Record excerpts:

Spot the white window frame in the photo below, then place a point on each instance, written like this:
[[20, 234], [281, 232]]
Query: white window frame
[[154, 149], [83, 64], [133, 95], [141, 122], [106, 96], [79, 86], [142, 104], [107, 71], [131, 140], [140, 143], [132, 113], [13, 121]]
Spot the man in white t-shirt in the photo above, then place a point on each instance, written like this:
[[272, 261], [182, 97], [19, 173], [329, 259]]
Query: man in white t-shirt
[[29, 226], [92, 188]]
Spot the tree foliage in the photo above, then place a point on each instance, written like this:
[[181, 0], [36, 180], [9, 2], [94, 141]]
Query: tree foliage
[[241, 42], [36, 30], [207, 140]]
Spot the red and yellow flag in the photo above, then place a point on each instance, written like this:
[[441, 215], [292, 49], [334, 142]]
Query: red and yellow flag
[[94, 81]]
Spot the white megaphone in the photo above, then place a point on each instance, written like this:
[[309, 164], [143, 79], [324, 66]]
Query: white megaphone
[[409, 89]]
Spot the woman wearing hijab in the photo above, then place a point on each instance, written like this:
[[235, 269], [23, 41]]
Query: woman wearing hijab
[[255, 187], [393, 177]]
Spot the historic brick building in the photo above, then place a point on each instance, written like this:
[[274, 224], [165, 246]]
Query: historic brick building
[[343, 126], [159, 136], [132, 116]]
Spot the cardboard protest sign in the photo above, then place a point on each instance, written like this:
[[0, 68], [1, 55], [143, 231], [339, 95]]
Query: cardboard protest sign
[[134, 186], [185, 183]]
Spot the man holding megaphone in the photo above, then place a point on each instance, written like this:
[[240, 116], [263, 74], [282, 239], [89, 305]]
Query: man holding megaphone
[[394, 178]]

Objective: Rewrite the lines from the one containing "Spot the historic" down to the last line, replacing "megaphone" with "bullhorn" and leaving all else unchanged.

Output below:
Spot the historic brick building in the photo above, then place a point on each instance, written like this:
[[274, 224], [165, 246]]
Query: historic brick building
[[343, 126], [159, 136], [132, 116]]
Spot the cardboard protest sign in the photo above, then place a point on each instance, written like this:
[[0, 68], [1, 55], [143, 231], [339, 95]]
Query: cardboard protest sign
[[134, 186], [185, 183]]
Spot the man holding bullhorn in the photo above, then place a point on each instance, written like this:
[[240, 116], [263, 74], [282, 239], [89, 305]]
Query: man holding bullhorn
[[394, 178]]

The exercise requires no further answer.